SUPPLIED DATA
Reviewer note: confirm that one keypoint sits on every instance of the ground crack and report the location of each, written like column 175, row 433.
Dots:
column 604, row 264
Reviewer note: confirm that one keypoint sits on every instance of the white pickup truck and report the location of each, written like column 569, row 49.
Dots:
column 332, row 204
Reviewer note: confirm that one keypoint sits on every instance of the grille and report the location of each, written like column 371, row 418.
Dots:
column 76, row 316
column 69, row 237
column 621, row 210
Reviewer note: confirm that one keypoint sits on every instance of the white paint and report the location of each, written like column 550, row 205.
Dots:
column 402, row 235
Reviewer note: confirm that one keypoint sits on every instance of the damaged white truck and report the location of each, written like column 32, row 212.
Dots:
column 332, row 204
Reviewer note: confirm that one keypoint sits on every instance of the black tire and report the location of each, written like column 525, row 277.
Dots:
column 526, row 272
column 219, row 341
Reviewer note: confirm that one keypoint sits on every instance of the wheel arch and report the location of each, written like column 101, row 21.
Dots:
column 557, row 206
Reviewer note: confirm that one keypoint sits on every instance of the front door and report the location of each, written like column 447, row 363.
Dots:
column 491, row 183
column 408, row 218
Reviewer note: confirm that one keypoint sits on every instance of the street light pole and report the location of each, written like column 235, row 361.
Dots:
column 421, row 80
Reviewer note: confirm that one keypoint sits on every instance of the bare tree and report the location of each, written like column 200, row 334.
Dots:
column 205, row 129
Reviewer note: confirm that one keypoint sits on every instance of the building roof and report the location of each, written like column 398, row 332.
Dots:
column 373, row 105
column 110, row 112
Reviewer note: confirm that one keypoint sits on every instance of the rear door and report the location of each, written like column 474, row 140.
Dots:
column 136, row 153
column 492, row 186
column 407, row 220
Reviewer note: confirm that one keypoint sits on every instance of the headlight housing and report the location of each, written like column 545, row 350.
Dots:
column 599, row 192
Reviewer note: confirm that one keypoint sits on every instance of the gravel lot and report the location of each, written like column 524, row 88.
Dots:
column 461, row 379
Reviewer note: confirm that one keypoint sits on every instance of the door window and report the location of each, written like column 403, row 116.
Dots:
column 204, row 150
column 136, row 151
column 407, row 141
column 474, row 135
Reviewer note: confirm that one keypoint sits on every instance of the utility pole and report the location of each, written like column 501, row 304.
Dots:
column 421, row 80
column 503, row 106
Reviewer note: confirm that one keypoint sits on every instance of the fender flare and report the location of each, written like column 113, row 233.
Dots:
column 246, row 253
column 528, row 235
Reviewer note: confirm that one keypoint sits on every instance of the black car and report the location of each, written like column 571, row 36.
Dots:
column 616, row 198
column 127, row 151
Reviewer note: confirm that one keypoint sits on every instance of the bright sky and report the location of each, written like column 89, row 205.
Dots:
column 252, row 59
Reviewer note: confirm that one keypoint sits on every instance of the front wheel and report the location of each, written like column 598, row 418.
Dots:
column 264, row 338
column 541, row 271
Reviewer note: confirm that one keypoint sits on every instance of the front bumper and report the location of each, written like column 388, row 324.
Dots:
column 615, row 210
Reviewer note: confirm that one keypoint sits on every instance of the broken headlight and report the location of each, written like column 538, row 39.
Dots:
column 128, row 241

==

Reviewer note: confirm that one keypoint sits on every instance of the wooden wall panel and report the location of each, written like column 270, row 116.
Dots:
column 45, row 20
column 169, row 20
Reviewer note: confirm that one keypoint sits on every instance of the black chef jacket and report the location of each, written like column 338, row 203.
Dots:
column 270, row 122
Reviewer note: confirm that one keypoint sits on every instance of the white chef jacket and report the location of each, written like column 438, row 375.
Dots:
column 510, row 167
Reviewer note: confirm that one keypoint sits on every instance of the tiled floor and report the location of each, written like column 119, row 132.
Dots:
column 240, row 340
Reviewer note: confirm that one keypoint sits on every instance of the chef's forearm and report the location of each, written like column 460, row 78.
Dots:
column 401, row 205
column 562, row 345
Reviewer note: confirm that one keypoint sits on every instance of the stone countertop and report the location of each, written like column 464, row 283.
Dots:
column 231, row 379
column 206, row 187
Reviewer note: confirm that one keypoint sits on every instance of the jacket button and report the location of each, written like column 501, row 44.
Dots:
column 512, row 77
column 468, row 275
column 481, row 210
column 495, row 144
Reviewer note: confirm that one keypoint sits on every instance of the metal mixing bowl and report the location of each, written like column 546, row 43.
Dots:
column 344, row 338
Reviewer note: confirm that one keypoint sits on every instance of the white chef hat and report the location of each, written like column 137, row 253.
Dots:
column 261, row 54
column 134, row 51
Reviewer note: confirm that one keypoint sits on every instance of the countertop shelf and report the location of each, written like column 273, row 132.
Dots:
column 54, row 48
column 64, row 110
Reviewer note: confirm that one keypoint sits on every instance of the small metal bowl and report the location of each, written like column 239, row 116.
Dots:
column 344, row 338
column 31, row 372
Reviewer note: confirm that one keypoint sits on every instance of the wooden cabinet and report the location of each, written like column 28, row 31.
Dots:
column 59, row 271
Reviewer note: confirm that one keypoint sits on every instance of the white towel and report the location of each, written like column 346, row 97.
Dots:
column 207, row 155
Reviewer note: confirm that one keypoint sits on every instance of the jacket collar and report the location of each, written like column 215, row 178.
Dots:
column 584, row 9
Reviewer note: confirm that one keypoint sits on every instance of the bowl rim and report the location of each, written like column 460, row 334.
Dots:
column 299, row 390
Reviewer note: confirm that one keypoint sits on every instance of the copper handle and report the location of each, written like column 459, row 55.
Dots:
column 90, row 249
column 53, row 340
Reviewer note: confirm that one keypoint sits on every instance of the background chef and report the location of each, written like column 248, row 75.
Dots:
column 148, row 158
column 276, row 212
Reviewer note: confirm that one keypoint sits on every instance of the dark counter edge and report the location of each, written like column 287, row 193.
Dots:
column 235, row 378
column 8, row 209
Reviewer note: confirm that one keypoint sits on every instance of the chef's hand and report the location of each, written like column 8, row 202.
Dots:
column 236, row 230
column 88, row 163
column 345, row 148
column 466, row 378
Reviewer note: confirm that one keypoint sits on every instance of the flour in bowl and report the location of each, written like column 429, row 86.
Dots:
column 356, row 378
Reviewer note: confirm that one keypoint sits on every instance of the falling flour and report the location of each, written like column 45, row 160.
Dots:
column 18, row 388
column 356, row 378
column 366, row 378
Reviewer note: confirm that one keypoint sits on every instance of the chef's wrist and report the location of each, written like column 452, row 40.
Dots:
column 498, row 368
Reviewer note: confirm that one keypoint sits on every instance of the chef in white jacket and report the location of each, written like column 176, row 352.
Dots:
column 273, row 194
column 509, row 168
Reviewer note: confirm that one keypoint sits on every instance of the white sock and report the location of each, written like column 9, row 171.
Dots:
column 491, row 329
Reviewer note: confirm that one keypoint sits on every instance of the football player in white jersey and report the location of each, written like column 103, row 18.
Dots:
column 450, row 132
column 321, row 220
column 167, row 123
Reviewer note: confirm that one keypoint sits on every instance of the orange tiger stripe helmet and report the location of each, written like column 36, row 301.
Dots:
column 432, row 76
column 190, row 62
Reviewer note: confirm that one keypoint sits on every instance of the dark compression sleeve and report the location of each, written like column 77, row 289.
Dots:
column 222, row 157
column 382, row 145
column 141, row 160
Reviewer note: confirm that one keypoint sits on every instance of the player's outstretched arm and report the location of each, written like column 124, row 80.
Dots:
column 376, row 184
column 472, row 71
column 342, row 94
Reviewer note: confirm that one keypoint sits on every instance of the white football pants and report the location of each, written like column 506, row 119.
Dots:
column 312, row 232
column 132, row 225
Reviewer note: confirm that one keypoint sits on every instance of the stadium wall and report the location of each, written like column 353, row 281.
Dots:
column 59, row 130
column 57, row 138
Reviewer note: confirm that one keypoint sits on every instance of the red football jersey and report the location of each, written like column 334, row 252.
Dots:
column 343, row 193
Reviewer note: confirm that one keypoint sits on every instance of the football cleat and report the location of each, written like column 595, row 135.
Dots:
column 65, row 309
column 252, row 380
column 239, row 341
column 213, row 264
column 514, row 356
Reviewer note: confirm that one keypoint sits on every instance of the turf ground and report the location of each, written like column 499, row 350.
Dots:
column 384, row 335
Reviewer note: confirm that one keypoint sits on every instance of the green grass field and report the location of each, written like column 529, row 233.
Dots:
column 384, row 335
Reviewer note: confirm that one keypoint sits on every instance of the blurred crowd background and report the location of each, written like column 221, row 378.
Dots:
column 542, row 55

...

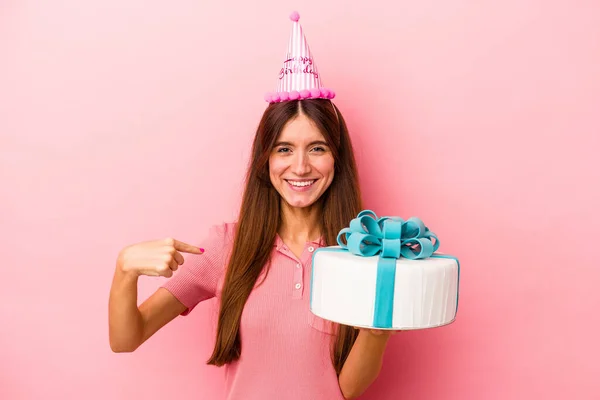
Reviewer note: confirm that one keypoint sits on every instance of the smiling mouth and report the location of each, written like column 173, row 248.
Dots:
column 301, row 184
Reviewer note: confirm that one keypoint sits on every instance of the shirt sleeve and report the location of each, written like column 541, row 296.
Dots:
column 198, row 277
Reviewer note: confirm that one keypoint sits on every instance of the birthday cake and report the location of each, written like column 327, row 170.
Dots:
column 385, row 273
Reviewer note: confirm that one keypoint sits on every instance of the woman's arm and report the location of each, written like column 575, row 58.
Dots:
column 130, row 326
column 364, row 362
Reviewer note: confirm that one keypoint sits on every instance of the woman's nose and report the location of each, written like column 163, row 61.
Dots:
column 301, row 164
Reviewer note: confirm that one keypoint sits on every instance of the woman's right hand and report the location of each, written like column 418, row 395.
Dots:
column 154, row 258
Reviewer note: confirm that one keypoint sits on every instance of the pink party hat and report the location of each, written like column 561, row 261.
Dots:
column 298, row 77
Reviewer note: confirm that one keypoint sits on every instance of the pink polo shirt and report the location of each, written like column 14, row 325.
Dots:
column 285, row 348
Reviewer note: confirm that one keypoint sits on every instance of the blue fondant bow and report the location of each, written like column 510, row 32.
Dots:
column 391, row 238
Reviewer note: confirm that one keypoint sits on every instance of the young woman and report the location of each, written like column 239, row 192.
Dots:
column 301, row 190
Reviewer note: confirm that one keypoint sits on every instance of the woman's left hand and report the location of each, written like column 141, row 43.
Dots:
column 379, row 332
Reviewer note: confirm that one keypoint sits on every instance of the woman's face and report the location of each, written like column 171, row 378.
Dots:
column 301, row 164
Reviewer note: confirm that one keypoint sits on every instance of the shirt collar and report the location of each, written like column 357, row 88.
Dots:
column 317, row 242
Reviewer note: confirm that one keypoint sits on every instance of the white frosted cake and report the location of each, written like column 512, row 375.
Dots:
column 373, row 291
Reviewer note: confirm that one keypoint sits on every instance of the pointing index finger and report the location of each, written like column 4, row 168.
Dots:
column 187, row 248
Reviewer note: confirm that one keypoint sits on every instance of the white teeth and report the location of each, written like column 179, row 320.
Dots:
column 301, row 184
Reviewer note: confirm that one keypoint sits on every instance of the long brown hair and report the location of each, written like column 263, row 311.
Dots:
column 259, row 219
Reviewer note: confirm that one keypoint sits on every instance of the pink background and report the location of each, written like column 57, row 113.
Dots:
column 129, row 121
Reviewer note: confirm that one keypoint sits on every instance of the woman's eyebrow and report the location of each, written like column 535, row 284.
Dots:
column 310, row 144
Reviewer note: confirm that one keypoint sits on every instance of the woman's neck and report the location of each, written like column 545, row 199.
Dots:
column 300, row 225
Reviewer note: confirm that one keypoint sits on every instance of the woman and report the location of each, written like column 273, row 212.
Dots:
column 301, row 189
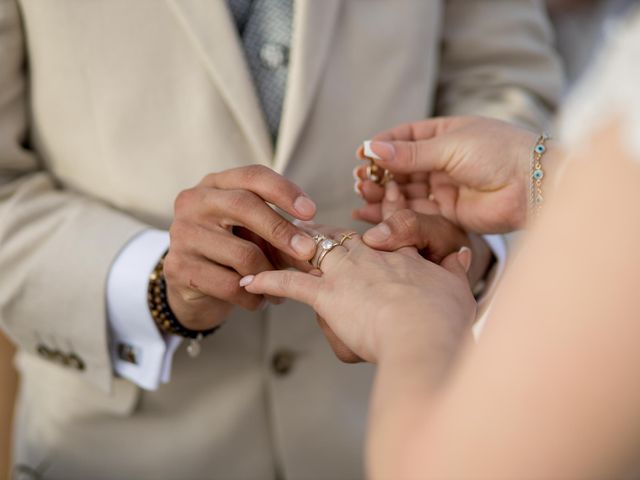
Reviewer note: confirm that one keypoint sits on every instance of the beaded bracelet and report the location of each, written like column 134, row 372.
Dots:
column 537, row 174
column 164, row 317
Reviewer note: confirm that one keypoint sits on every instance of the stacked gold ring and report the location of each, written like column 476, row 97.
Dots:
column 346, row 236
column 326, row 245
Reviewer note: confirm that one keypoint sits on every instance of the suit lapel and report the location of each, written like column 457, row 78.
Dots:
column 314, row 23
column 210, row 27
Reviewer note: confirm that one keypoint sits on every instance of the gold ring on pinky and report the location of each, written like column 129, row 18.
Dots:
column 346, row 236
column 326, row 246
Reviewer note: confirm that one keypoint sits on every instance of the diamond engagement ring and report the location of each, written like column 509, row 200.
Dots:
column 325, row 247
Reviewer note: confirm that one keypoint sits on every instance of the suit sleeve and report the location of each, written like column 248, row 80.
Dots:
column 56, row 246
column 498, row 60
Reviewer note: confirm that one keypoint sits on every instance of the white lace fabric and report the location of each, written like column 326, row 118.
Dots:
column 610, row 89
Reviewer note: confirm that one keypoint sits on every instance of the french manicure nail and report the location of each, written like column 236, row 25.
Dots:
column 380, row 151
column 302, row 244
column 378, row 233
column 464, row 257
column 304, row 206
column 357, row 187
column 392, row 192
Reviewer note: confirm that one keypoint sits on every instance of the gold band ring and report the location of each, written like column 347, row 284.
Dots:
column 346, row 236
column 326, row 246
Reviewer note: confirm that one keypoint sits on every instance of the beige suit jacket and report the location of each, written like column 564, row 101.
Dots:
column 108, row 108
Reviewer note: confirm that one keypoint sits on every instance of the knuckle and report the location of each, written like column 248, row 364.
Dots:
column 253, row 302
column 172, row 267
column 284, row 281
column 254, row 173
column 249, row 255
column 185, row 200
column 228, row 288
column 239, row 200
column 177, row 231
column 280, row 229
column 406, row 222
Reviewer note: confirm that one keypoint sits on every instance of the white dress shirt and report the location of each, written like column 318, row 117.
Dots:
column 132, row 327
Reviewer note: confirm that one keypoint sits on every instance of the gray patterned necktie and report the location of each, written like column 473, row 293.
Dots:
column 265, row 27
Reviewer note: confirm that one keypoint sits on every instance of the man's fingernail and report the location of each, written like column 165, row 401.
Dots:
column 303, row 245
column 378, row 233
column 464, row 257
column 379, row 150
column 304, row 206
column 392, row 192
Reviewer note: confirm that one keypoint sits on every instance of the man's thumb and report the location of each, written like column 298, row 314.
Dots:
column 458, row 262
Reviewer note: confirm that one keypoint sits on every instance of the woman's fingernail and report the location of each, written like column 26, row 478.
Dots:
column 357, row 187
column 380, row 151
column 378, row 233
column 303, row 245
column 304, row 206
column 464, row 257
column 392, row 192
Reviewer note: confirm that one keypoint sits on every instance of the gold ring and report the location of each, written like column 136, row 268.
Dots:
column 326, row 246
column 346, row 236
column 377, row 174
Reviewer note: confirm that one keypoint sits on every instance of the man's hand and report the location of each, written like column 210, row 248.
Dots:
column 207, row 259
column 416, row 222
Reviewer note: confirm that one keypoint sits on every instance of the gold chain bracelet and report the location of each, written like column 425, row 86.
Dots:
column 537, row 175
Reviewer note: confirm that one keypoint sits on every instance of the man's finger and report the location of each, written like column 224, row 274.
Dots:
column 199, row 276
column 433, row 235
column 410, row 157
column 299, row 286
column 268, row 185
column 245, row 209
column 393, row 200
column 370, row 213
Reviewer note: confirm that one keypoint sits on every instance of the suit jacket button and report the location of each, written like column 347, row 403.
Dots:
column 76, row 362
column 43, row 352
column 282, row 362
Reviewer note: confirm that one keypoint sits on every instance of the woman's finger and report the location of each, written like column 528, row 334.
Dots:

WHAT IS NEEDED
Rewrite the material above as a two-column CSV with the header row note,dots. Start at the line containing "524, row 88." and end at the line containing "column 461, row 379". Give one row per reviewer note, with its text and its dots each in a single quoted field and line breaks replaced by spaces.

RESPONSE TO THE TASK
note,dots
"Reviewer note: confirm that one keypoint sits on every instance of the gravel lot and report the location of each, written like column 524, row 88. Dots:","column 461, row 379"